*Text for analysis*:
------------------------------

You may need evaluations at different stages of your AI product development:

  • Ad hoc analysis. Spot-check the quality of your data or AI outputs.

  • Experiments. Test different parameters, models, or prompts and compare outcomes.

  • Safety and adversarial testing. Evaluate how your system handles edge cases and adversarial inputs, including on synthetic data.

  • Regression testing. Ensure the performance does not degrade after updates or fixes.

  • Monitoring. Track the response quality for production systems.

Evidently supports all these workflows. You can run evals locally or directly on the platform.

Evaluations via API

Supported in: Evidently OSS, Evidently Cloud and Evidently Enterprise.

This is perfect for experiments, CI/CD workflows, or custom evaluation pipelines.

How it works:

  • Run Python-based evaluations on your AI outputs by generating Reports.

  • Upload results to the Evidently Platform.

  • Use the Explore feature to compare and debug results between runs.

Next step: check the Quickstart for ML or LLM.

No-code evaluations

Supported in Evidently Cloud and Evidently Enterprise.

This option lets you run evaluations directly in the user interface. This is great for non-technical users or when you prefer to run evaluations on Evidently infrastructure.

How it works:

  • Analyze CSV datasets. Drag and drop CSV files and evaluate their contents on the Platform.

  • Evaluate uploaded datasets. Assess collected traces from instrumented LLM applications or any Datasets you previously uploaded or generated.

No-code workflows create the same Reports or Test Suites you’d generate using Python. The rest of the workflow is the same. After you run your evals with any method, you can access the results in the Explore view for further analysis.

Next step: check the Guide for No-code evals.

------------------------------

*Supplied data*:

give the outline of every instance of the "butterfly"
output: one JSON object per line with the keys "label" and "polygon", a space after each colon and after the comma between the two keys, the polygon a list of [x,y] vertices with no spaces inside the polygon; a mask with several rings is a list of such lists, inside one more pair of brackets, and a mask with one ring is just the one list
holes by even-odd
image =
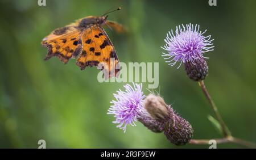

------------------------------

Decide whether each statement agrees with the Evidently evaluation guide, answering yes or no and quoting the deciding words: (a) No-code evaluations are available in Evidently OSS. (b) No-code workflows produce the same Reports or Test Suites as Python. (c) Regression testing serves to track response quality for production systems. The data bears no relation to the Evidently evaluation guide.

(a) No: "Supported in Evidently Cloud and Evidently Enterprise."
(b) Yes: "No-code workflows create the same Reports or Test Suites you’d generate using Python."
(c) No: "Ensure the performance does not degrade after updates or fixes."